(Natural-language object grounding data)
◆ ◆ ◆ ◆

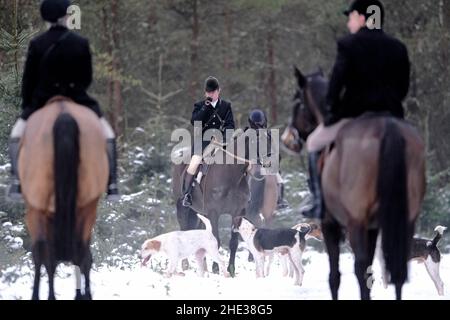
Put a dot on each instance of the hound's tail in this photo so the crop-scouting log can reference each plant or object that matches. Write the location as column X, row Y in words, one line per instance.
column 440, row 231
column 206, row 222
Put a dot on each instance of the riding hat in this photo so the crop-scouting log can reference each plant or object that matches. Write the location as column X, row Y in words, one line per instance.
column 211, row 84
column 52, row 10
column 257, row 119
column 361, row 7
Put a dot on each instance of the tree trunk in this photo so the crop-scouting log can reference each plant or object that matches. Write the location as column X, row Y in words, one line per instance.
column 227, row 18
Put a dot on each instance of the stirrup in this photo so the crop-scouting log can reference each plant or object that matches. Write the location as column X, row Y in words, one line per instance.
column 187, row 200
column 282, row 205
column 14, row 192
column 113, row 193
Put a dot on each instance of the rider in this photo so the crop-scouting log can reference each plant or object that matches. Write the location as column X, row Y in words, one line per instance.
column 58, row 63
column 214, row 113
column 257, row 120
column 371, row 74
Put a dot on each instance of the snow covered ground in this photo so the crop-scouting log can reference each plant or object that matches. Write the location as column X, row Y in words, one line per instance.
column 149, row 283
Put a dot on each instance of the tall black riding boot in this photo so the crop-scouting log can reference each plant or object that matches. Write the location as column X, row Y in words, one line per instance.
column 187, row 189
column 14, row 192
column 316, row 211
column 113, row 191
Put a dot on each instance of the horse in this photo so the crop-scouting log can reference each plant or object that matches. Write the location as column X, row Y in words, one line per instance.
column 373, row 179
column 263, row 197
column 223, row 190
column 63, row 169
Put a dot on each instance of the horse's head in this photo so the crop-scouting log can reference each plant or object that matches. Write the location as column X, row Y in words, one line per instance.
column 308, row 107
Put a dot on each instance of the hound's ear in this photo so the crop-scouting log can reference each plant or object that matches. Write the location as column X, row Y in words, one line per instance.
column 320, row 71
column 155, row 245
column 300, row 77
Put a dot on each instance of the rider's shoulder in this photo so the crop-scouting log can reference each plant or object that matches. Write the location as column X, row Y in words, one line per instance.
column 199, row 103
column 226, row 103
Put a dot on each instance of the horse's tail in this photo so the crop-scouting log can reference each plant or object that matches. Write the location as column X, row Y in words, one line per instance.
column 66, row 160
column 206, row 222
column 256, row 198
column 439, row 232
column 393, row 202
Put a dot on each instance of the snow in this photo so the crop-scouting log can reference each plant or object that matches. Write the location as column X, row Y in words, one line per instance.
column 150, row 283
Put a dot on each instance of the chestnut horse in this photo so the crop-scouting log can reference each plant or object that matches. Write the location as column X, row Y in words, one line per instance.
column 373, row 180
column 63, row 170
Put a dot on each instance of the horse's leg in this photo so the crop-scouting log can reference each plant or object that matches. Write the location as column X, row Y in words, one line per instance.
column 188, row 220
column 78, row 294
column 50, row 266
column 86, row 269
column 359, row 241
column 332, row 236
column 234, row 242
column 36, row 222
column 433, row 270
column 372, row 243
column 214, row 218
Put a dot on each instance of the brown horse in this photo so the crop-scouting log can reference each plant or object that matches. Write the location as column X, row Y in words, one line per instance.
column 373, row 180
column 223, row 190
column 63, row 170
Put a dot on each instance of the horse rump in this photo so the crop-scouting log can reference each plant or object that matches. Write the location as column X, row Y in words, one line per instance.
column 393, row 202
column 66, row 160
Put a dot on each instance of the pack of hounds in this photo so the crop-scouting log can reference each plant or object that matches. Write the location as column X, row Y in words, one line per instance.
column 288, row 244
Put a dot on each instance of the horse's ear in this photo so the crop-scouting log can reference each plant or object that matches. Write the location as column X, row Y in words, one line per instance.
column 300, row 77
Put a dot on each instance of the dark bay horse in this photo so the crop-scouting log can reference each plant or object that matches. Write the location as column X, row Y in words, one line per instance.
column 63, row 170
column 263, row 197
column 224, row 190
column 373, row 180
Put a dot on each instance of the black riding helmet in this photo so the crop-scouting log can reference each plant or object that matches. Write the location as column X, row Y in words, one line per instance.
column 52, row 10
column 257, row 119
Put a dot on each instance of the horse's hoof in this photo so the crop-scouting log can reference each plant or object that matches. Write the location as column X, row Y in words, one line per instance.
column 87, row 296
column 215, row 268
column 78, row 295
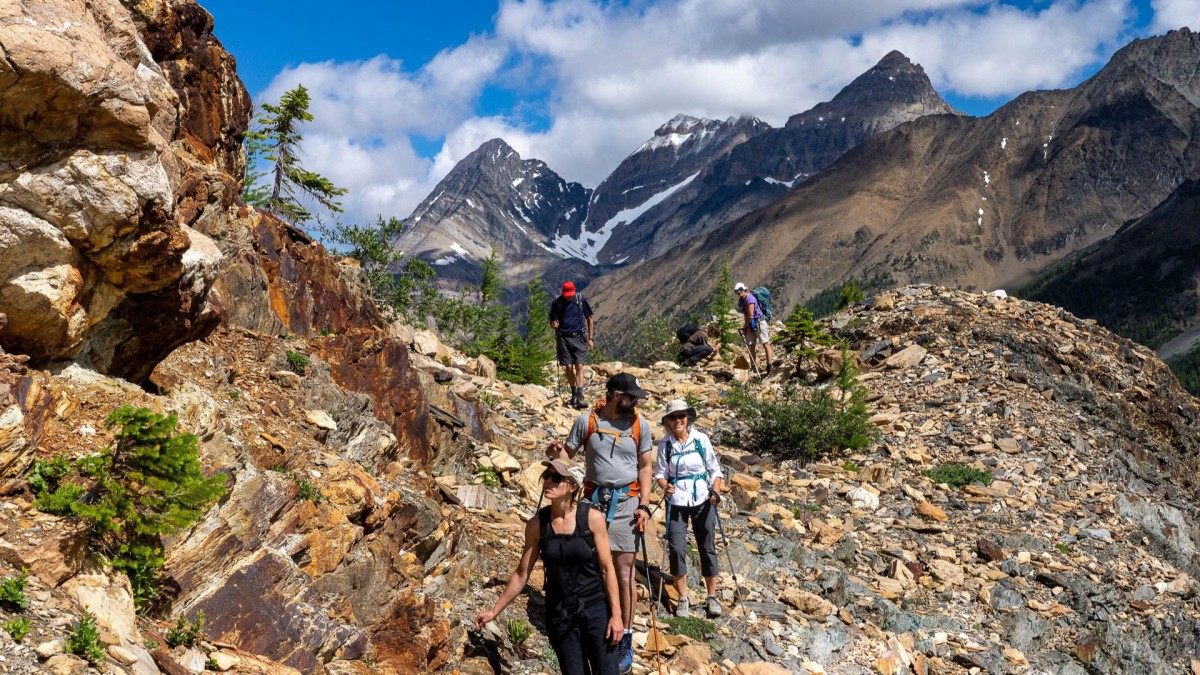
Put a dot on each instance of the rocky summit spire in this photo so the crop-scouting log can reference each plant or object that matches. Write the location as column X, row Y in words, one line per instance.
column 894, row 90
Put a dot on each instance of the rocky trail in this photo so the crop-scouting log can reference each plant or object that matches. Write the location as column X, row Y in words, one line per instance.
column 1079, row 556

◆ ◆ ◆ ◆

Assignment
Line by line, write out the entries exactly, and leave the pictures out.

Answer to this exercise
Put a dot on each instance of the hound's tail in this photo so the crop-scouting log can reference each plant or object that matches. Write the location as column X, row Y in words, one line per instance.
column 440, row 231
column 206, row 222
Put a dot on each instance of the riding hat in this photo so the crop-scouting log can reference each plant or object that matches. Write the location as column X, row Y in words, one line per instance.
column 211, row 84
column 52, row 10
column 257, row 119
column 361, row 7
Put a dot on each instance of the tree trunk in this photo so the crop-scouting log can reference each plant or object that matches. Write the location as column X, row Y in words, one line per instance.
column 227, row 18
Put a dot on each instance of the stirrup in this photo so the crop-scouting log can reference each plant or object that matches. Write the location as column X, row Y in words, one line per instance.
column 187, row 200
column 282, row 205
column 14, row 192
column 113, row 193
Put a dot on each instance of the rider in this photo so the crop-scouting log can reference each plant or object that matches. Write the location as column X, row Y in words, one line per instance.
column 58, row 63
column 214, row 113
column 257, row 120
column 371, row 74
Put a dot on each instance of the snow covered ground in this photo so the crop-scouting log can reference each plant or object that matches. Write the location as column X, row Y in words, one line per instance.
column 149, row 283
Put a dot on each instance of the tall black riding boot in this photo so the crop-scouting log can reference each plant or object that matches. Write the location as column X, row Y in words, one line per instance.
column 187, row 189
column 14, row 192
column 316, row 211
column 113, row 191
Put a dot on each instance of the horse in this photo so the crop-scouting log can reference each plant or object that matches. Write the location as column X, row Y in words, one line per instance.
column 373, row 179
column 263, row 197
column 223, row 190
column 63, row 169
Put a dot on each instance of the horse's head in this photo so the crop-scouting log can reference each plant or object that matches. Write the location as column X, row Y in words, one line per instance.
column 308, row 107
Put a dot on each instance of the hound's ear in this photo so the crop-scouting log can reference each plant or object that matches. Write the location as column X, row Y in words, one line per instance.
column 320, row 71
column 155, row 245
column 300, row 77
Put a dot on each instance of the rider's shoulder in this photo so the crop-scouting log can reference each plant or object that matches. Write the location as column X, row Y in words, one line per instance.
column 199, row 103
column 226, row 103
Put a dot on each instance of the horse's tail in this photo so the crop-scouting log can reference each plant or object that matches. Write the location as column X, row Y in words, one line per instance.
column 66, row 160
column 206, row 222
column 256, row 198
column 439, row 232
column 393, row 202
Put a dot on each instance of the snow in this photo so the crop-scouting log can reference each plant or object that matches. Write the location as column X, row Y in words, one line per instance.
column 150, row 283
Put a dot on each instance of the chestnut horse in this photo so the crop-scouting log can reference each plant or object that matches. Write the location as column X, row Y in words, one line per instance.
column 373, row 180
column 63, row 170
Put a dot on each instance of the horse's leg in this photo so the crop-scouting log can reference each plant or object that matches. Write the location as column X, row Y in words, one line per instance.
column 188, row 220
column 78, row 294
column 50, row 266
column 86, row 269
column 359, row 241
column 332, row 236
column 234, row 242
column 36, row 222
column 433, row 270
column 372, row 243
column 214, row 218
Put a dot on each instance of the brown horse in this photo so the crop-scouting log can reference each plant or object that matches. Write the location as column X, row Y in words, one line per instance.
column 373, row 180
column 223, row 190
column 63, row 170
Put a dot on each instance of the horse rump in this photo so the crop-scouting log can reference each plant or object that matches. Write the location as column X, row Y in words, one line per instance.
column 393, row 202
column 66, row 160
Put a dot on each instance of the pack of hounds in this photo so the crop-scouting log can reference each plant or object that matches. Write the location as column X, row Y in words, one line per instance.
column 288, row 244
Put a dot on each instance of the horse's ear in this photo so the crop-scouting log can reference each plant or object that matches. Write the location as column X, row Y in words, one line per instance.
column 300, row 77
Put a dot on each instance of the dark bay horse in this photo so the crop-scouting log can reference each plant or object that matches. Write the location as column X, row Y in words, one line per instance.
column 63, row 170
column 263, row 197
column 224, row 190
column 373, row 180
Put a dot on each instance of the black riding helmet in this photo so the crop-scouting log can reference each plant or object that matches. Write the location as column X, row Y in words, one line per instance.
column 52, row 10
column 257, row 119
Put a dot on each instance of the horse's hoof in this photo so the crop-scouting log can reference each plant or object that matches. Write the location as column X, row Y in words, one line per instance.
column 87, row 296
column 215, row 268
column 78, row 295
Put a dot on each instance of the rocky summit spire in this photo so the crop-scouting log can reference each plant or object that matches. Write the location as column X, row Y in words, one line per instance.
column 894, row 90
Put a dot on each instance of the rocky trail in this photo so the crop-scouting log can reference each plant or object that matches. Write the location as column X, row Y in words, one line per instance.
column 1079, row 556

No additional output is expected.